• WORK INSTRUCTIONS
Pick out every line of the material that contains the string "stadium", matching case exactly, and copy each of those lines.
-- RECORDS PROVIDED start --
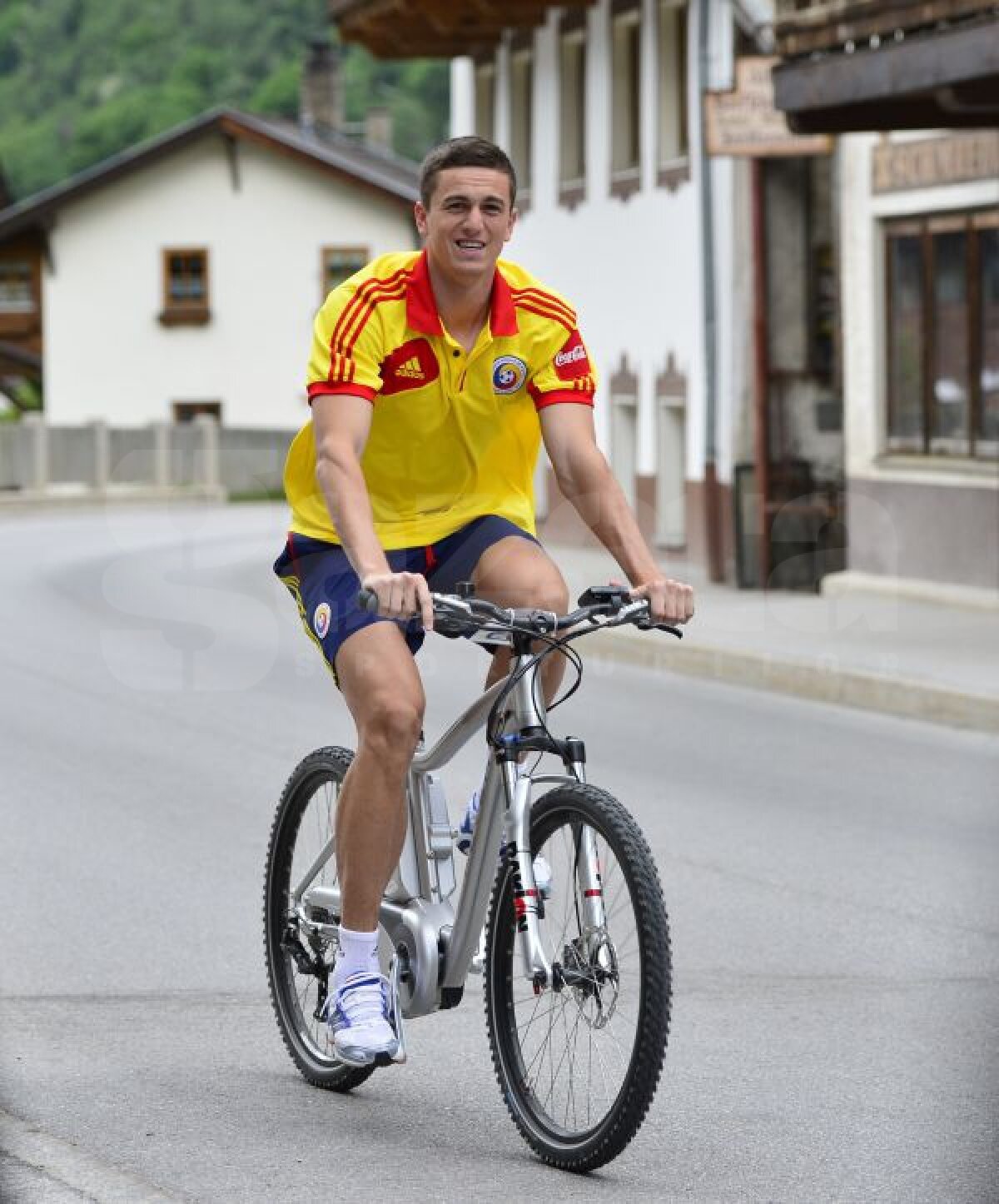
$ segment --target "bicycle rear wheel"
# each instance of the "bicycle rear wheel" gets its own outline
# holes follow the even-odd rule
[[[339,790],[353,756],[349,749],[317,749],[295,767],[271,828],[264,880],[264,951],[278,1028],[302,1076],[329,1091],[350,1091],[374,1067],[348,1066],[336,1055],[319,1019],[336,956],[327,923],[333,917],[303,919],[292,895],[332,840]],[[320,886],[336,884],[335,856],[314,881]]]
[[[579,873],[585,828],[596,839],[603,889],[597,927],[585,919]],[[521,964],[514,869],[504,866],[487,919],[492,1062],[528,1145],[564,1170],[592,1170],[631,1141],[656,1092],[669,1033],[668,919],[649,846],[605,791],[569,785],[540,798],[531,850],[551,867],[539,929],[558,969],[534,995]]]

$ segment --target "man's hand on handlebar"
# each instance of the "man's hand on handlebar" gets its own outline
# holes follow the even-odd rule
[[[433,630],[433,603],[422,573],[370,573],[361,586],[378,598],[378,613],[386,619],[419,615],[424,631]]]
[[[649,600],[649,618],[652,622],[690,622],[693,618],[693,586],[674,582],[669,577],[656,577],[632,590],[633,598]]]

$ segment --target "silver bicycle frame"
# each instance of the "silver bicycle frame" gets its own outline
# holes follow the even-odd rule
[[[502,642],[502,641],[497,641]],[[420,749],[409,768],[408,833],[406,850],[415,855],[418,883],[412,897],[400,893],[403,875],[394,875],[395,897],[385,898],[379,908],[379,922],[385,931],[407,937],[412,967],[408,998],[404,1002],[407,1016],[424,1015],[441,1004],[443,988],[457,988],[465,984],[479,933],[485,921],[492,884],[496,879],[497,857],[503,843],[504,826],[507,840],[513,843],[516,857],[515,908],[521,942],[525,976],[533,982],[551,982],[551,963],[542,945],[538,932],[538,895],[534,867],[531,856],[531,791],[538,783],[578,783],[585,780],[584,767],[572,766],[573,774],[538,774],[525,772],[515,761],[498,762],[490,756],[485,773],[479,814],[475,821],[468,863],[457,904],[451,908],[439,889],[439,874],[435,873],[435,858],[443,854],[439,825],[432,822],[427,805],[428,774],[445,766],[468,740],[486,724],[489,714],[508,686],[510,677],[522,675],[510,690],[504,730],[518,733],[525,728],[544,726],[545,704],[538,680],[538,666],[525,668],[525,657],[514,656],[510,673],[497,681],[444,732],[430,749]],[[584,856],[580,858],[580,885],[585,891],[586,917],[592,927],[603,923],[603,901],[599,893],[599,872],[592,849],[592,832],[589,832]],[[450,846],[450,832],[448,833]],[[312,908],[323,908],[336,916],[341,914],[338,886],[312,886],[323,866],[333,854],[333,842],[323,849],[315,862],[292,895],[294,905],[306,922]],[[450,855],[450,850],[448,850]],[[390,884],[390,886],[392,885]],[[432,967],[433,973],[427,973]]]

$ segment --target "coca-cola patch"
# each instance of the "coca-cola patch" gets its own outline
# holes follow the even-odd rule
[[[592,371],[590,367],[590,356],[586,354],[586,348],[583,346],[583,340],[579,337],[578,330],[574,330],[569,335],[562,350],[558,352],[552,362],[555,365],[555,374],[560,380],[578,380],[581,376],[590,376]]]

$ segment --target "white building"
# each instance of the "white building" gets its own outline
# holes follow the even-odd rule
[[[415,197],[388,153],[207,113],[0,211],[0,350],[40,331],[51,424],[294,429],[317,308],[415,246]]]
[[[999,595],[999,132],[841,142],[850,571]]]
[[[814,467],[833,485],[841,478],[839,423],[828,430],[816,420],[834,384],[812,379],[805,300],[817,249],[808,211],[828,199],[828,171],[805,196],[811,166],[802,160],[775,160],[796,164],[797,175],[755,172],[749,159],[709,155],[702,138],[704,94],[732,90],[740,60],[759,63],[772,5],[578,0],[486,12],[331,0],[330,8],[342,37],[376,54],[453,57],[451,132],[491,137],[514,160],[521,217],[508,254],[579,312],[601,373],[598,437],[646,535],[729,580],[749,550],[756,571],[738,576],[758,580],[770,535],[791,548],[796,524],[779,514],[782,503],[817,489]],[[800,150],[787,137],[762,153]],[[763,301],[774,372],[762,378],[753,317],[768,265],[753,259],[755,195],[779,268]],[[830,229],[828,203],[817,217]],[[832,408],[838,419],[838,397]],[[770,409],[780,421],[768,449]],[[806,471],[775,470],[768,488],[764,470],[757,485],[745,470],[768,452]],[[583,537],[550,472],[546,484],[548,533]],[[827,517],[798,509],[812,527]]]
[[[849,571],[999,601],[999,11],[782,0],[778,104],[839,140]],[[859,52],[859,53],[858,53]]]
[[[550,7],[537,30],[455,59],[453,132],[506,146],[520,178],[509,254],[577,306],[602,374],[597,430],[615,473],[660,544],[731,556],[729,486],[745,303],[732,240],[739,203],[729,161],[711,164],[716,340],[714,420],[705,407],[704,240],[694,10],[668,0]],[[710,37],[715,87],[732,76],[732,8]],[[720,483],[709,530],[705,477]],[[549,526],[569,532],[549,477]]]

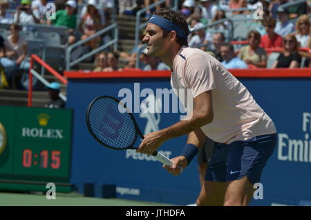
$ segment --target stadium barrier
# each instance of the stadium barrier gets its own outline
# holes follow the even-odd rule
[[[261,180],[263,198],[256,197],[258,199],[253,199],[251,205],[310,203],[311,68],[232,69],[230,72],[245,85],[278,130],[277,145]],[[135,150],[114,151],[103,147],[93,140],[86,125],[87,107],[100,95],[122,99],[131,94],[133,100],[140,102],[141,108],[144,102],[152,104],[157,98],[157,89],[171,89],[169,71],[76,71],[65,72],[64,75],[68,80],[66,106],[75,111],[70,183],[79,192],[83,193],[86,183],[93,183],[93,194],[97,197],[102,196],[103,186],[115,185],[117,198],[178,205],[196,201],[200,192],[196,160],[182,175],[173,176],[152,157],[137,154]],[[173,100],[174,95],[171,95]],[[134,112],[144,134],[173,125],[182,114]],[[159,149],[169,158],[176,156],[186,138],[169,140]]]
[[[36,71],[33,69],[33,64],[34,62],[37,62],[39,64],[41,64],[42,66],[44,66],[46,70],[48,70],[48,72],[52,73],[54,76],[55,76],[57,79],[59,79],[64,84],[67,84],[67,80],[64,78],[62,75],[60,75],[59,73],[57,73],[55,70],[54,70],[52,67],[50,67],[48,64],[44,62],[42,59],[41,59],[38,56],[37,56],[35,54],[32,54],[30,56],[30,66],[29,68],[29,86],[28,86],[28,103],[27,105],[28,107],[30,107],[32,106],[32,75],[35,75],[41,82],[42,82],[44,84],[45,84],[46,86],[48,86],[50,83],[46,81],[43,77],[41,77],[38,73],[37,73]],[[66,97],[62,94],[59,93],[59,97],[64,100],[66,101],[67,98]]]

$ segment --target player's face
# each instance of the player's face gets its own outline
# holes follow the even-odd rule
[[[165,54],[168,46],[167,38],[163,38],[163,30],[158,26],[149,23],[146,28],[146,35],[142,41],[147,45],[147,55],[160,57]]]

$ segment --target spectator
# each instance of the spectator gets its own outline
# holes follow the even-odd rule
[[[131,57],[126,62],[126,65],[123,68],[123,71],[141,71],[139,68],[135,67],[136,59],[135,57]]]
[[[159,57],[147,55],[148,49],[146,48],[142,52],[147,65],[143,70],[148,71],[169,71],[170,68],[164,63],[162,63]]]
[[[246,0],[230,0],[229,3],[229,9],[238,9],[242,8],[247,8],[247,2]],[[234,11],[232,14],[246,14],[249,13],[249,11]]]
[[[217,21],[226,18],[226,15],[225,13],[225,11],[221,10],[220,7],[217,7],[216,13],[215,15],[215,17],[211,20],[211,23],[216,22]],[[218,24],[213,27],[211,27],[213,30],[227,30],[228,31],[231,29],[231,24],[227,21],[225,21],[223,23]],[[211,42],[212,39],[212,35],[210,32],[207,32],[206,33],[205,37],[206,41],[205,42],[205,44],[207,44],[208,42]]]
[[[300,44],[301,47],[306,47],[309,40],[311,22],[309,16],[303,15],[299,16],[296,22],[296,38]]]
[[[59,10],[56,11],[55,19],[48,19],[47,24],[53,24],[55,26],[66,26],[68,33],[68,43],[72,45],[75,42],[75,36],[74,31],[77,24],[77,15],[75,15],[77,8],[77,3],[75,0],[69,0],[65,4],[64,10]]]
[[[58,82],[51,82],[48,86],[50,101],[44,104],[45,108],[62,109],[65,107],[65,102],[59,97],[61,86]]]
[[[221,62],[227,68],[247,68],[247,64],[236,57],[232,44],[223,44],[220,46],[220,55],[223,61]]]
[[[99,0],[99,8],[104,12],[105,19],[104,25],[111,24],[111,15],[115,6],[115,0]]]
[[[12,14],[6,12],[8,5],[9,2],[8,0],[0,0],[0,24],[13,23],[13,16],[12,16]]]
[[[294,31],[294,26],[288,20],[288,10],[282,8],[279,8],[278,21],[274,29],[274,32],[284,37],[287,35]]]
[[[31,3],[32,13],[39,24],[46,24],[48,0],[35,0]]]
[[[110,52],[107,55],[108,66],[103,69],[105,72],[122,71],[122,68],[117,66],[119,62],[119,55],[117,52]]]
[[[267,66],[267,55],[265,49],[259,46],[261,34],[254,30],[249,31],[247,35],[247,41],[249,45],[241,49],[238,57],[247,65],[265,68]]]
[[[137,7],[135,0],[118,0],[119,16],[133,15],[133,10]]]
[[[68,1],[65,4],[65,9],[56,11],[55,19],[48,20],[47,24],[53,24],[55,26],[66,26],[69,34],[73,33],[77,24],[76,8],[77,3],[75,0]]]
[[[286,35],[283,40],[283,53],[274,62],[272,68],[299,67],[301,56],[299,53],[299,44],[294,34]]]
[[[202,17],[207,21],[211,21],[216,13],[217,6],[212,3],[211,0],[200,0],[199,7],[202,10]]]
[[[83,12],[82,12],[83,15]],[[97,8],[95,0],[88,0],[86,11],[81,19],[79,30],[83,33],[81,39],[84,39],[104,28],[104,20],[102,10]],[[95,37],[86,43],[91,49],[95,49],[100,43],[100,37]]]
[[[6,57],[6,47],[4,46],[4,39],[0,35],[0,66],[4,69],[4,73],[9,84],[11,83],[16,71],[17,70],[17,66],[15,62]]]
[[[267,35],[261,37],[259,46],[265,50],[282,47],[282,37],[274,33],[276,23],[276,21],[271,17],[267,17],[263,21]]]
[[[21,24],[34,24],[38,23],[32,14],[30,0],[21,0],[21,5],[17,6],[17,12],[14,15],[14,22]]]
[[[195,28],[202,28],[204,24],[199,22],[194,25]],[[205,30],[204,29],[200,29],[194,32],[196,35],[191,37],[189,42],[189,46],[191,48],[199,48],[204,46],[203,44],[205,40]]]
[[[26,60],[28,48],[26,41],[19,36],[19,26],[17,24],[10,26],[11,35],[8,36],[4,42],[6,46],[6,55],[8,58],[14,60],[19,70],[23,72],[28,71],[30,63]]]
[[[286,3],[288,3],[288,0],[276,0],[271,1],[269,5],[269,11],[271,13],[270,16],[274,19],[276,19],[279,6]]]
[[[95,59],[95,68],[93,70],[94,72],[101,72],[108,66],[107,64],[107,55],[104,51],[100,52]]]
[[[220,46],[225,42],[225,37],[222,33],[216,33],[213,35],[212,46],[208,50],[215,55],[215,57],[219,61],[223,62],[220,55]]]

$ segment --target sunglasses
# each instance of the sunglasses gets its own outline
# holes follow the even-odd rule
[[[294,41],[292,39],[285,39],[284,40],[284,43],[287,44],[287,43],[294,43]]]

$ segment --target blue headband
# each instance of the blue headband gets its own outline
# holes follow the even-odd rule
[[[159,27],[162,28],[163,30],[167,31],[175,30],[176,32],[177,37],[183,38],[186,40],[188,39],[188,36],[186,35],[186,33],[185,33],[184,30],[182,30],[182,28],[180,28],[178,25],[176,25],[171,21],[166,19],[162,17],[157,15],[152,15],[148,23],[154,24],[158,26]]]

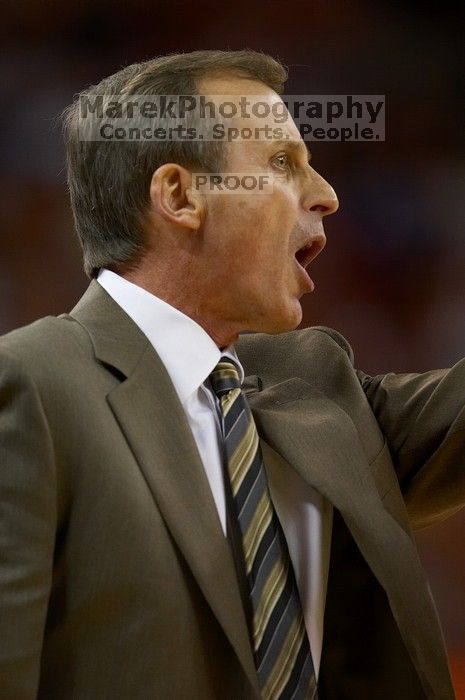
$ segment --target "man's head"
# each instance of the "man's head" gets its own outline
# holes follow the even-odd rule
[[[264,54],[198,51],[129,66],[84,94],[238,102],[260,95],[271,105],[285,79],[283,66]],[[276,126],[254,115],[233,123]],[[191,315],[219,345],[241,331],[295,328],[299,300],[312,289],[299,262],[308,264],[323,248],[322,218],[337,199],[310,168],[294,122],[280,126],[279,141],[82,141],[76,101],[66,114],[65,141],[87,274],[100,267],[120,272]],[[193,173],[264,175],[272,192],[199,192]]]

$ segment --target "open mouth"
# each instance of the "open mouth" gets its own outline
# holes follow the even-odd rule
[[[305,269],[307,265],[310,265],[312,260],[316,258],[320,250],[321,248],[319,248],[316,243],[309,241],[296,251],[295,259],[299,265]]]

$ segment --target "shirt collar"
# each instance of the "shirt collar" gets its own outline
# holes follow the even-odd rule
[[[181,403],[199,389],[223,356],[237,364],[242,383],[244,370],[233,345],[220,350],[192,318],[111,270],[101,269],[97,281],[147,336]]]

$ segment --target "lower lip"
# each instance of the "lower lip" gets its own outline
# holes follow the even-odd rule
[[[314,281],[312,280],[312,278],[308,274],[307,270],[304,267],[302,267],[302,265],[300,265],[297,262],[297,260],[296,260],[296,265],[299,268],[299,273],[300,273],[300,276],[302,278],[302,282],[305,285],[305,287],[307,288],[307,291],[313,292],[313,290],[315,289]]]

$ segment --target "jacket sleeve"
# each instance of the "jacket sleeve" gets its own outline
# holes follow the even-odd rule
[[[0,354],[0,697],[36,697],[56,523],[52,441],[33,381]]]
[[[386,436],[412,523],[465,503],[465,360],[423,374],[356,372]]]
[[[465,505],[465,359],[450,369],[370,376],[337,331],[324,331],[348,355],[386,438],[410,521],[416,528]]]

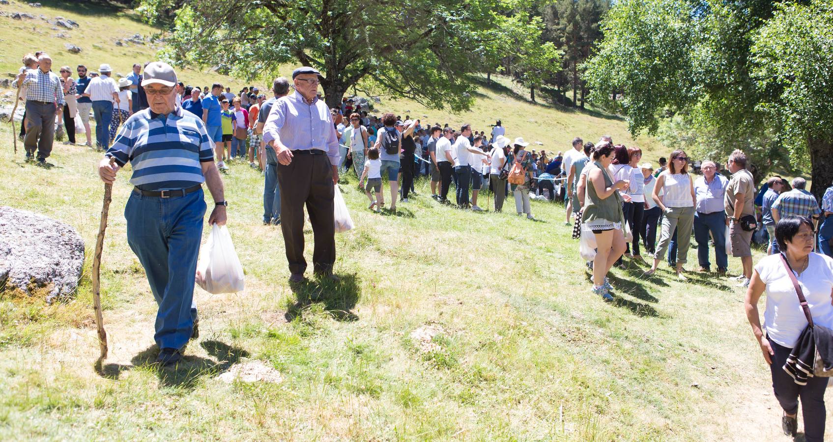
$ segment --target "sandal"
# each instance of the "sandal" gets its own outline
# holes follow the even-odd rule
[[[798,420],[796,417],[790,417],[786,415],[786,411],[784,412],[784,415],[781,416],[781,430],[784,430],[785,435],[796,437],[796,433],[798,431]]]

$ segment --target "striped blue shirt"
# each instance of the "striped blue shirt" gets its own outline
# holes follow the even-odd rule
[[[214,143],[202,120],[182,107],[166,115],[134,113],[107,151],[133,169],[130,183],[144,191],[184,189],[205,181],[202,162],[214,161]]]
[[[278,98],[263,126],[263,141],[269,144],[272,140],[293,151],[324,151],[333,166],[341,160],[330,109],[317,97],[312,104],[298,92]]]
-- RECORDS PROVIDED end --
• EXERCISE RESULT
$ segment --target stadium barrier
# each instance of the stadium barrier gets its own outline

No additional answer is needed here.